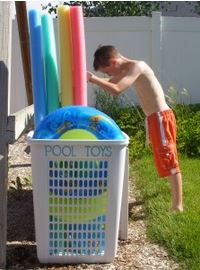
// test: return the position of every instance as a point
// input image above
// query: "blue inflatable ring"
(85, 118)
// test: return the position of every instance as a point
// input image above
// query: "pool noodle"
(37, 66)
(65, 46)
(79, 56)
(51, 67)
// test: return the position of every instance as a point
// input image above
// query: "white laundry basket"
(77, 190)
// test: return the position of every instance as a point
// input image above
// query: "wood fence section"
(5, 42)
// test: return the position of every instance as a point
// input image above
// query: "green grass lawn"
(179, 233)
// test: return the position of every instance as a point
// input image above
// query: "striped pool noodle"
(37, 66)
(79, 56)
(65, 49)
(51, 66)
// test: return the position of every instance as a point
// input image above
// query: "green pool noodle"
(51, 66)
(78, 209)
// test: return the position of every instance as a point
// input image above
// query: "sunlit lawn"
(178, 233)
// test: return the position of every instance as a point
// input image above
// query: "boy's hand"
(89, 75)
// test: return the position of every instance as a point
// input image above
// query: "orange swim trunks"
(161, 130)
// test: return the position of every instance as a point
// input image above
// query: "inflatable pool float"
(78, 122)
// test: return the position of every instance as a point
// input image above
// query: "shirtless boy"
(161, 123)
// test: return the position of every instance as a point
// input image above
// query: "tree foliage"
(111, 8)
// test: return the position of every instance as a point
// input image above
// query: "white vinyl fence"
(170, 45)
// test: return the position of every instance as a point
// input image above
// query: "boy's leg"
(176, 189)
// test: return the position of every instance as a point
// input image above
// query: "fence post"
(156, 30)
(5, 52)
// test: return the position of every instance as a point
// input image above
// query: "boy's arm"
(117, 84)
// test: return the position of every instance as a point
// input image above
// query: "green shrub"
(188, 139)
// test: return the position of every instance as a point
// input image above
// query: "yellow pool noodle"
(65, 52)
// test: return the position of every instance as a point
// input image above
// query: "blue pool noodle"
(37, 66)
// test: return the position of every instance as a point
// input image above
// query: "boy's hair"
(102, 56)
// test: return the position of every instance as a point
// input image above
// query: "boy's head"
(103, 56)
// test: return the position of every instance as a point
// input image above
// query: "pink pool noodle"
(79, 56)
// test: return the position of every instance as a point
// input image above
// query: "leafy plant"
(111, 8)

=-=-=

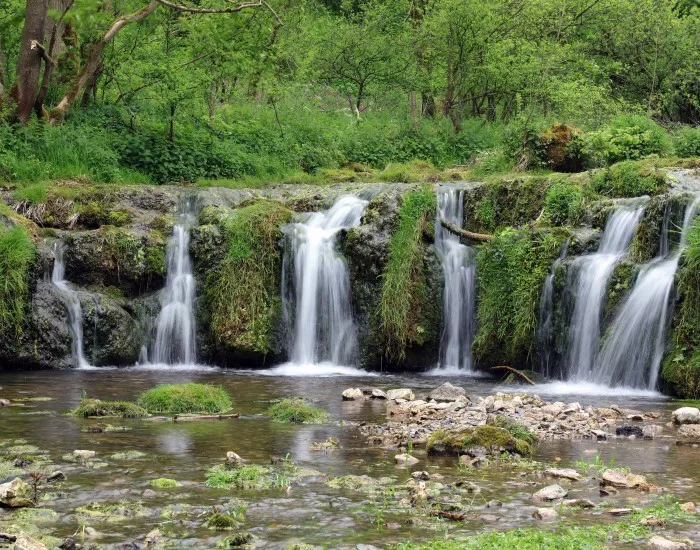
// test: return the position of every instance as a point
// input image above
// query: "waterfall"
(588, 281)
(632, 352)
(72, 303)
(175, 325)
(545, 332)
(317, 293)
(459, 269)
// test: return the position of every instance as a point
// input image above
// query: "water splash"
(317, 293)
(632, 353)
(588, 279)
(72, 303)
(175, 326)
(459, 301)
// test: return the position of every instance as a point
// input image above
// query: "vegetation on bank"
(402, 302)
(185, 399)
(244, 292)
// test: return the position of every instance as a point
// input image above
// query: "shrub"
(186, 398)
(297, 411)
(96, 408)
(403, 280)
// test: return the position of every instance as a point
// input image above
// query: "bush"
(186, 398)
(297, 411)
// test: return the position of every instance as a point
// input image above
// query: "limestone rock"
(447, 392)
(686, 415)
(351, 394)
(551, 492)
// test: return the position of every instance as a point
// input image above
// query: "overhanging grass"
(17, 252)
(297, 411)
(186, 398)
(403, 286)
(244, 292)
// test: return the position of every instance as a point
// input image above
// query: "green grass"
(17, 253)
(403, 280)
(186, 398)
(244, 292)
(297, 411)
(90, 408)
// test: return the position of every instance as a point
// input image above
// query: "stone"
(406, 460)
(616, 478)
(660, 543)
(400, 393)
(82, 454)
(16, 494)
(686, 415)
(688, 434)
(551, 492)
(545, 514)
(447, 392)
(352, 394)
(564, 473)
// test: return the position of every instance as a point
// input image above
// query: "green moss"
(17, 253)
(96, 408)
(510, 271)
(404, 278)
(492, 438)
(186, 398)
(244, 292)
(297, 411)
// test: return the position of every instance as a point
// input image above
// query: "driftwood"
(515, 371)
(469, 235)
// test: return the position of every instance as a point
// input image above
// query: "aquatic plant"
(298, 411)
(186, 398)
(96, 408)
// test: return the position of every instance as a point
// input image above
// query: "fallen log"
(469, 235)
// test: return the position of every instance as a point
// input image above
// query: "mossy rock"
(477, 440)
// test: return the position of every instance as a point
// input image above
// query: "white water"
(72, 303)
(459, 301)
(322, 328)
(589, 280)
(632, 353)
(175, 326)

=-=-=

Identify every line in the items above that contains the string "fence", paying attention to case, and copy each of those lines out in full.

EXERCISE RESULT
// query: "wood fence section"
// query: "white vinyl fence"
// query: "fence post"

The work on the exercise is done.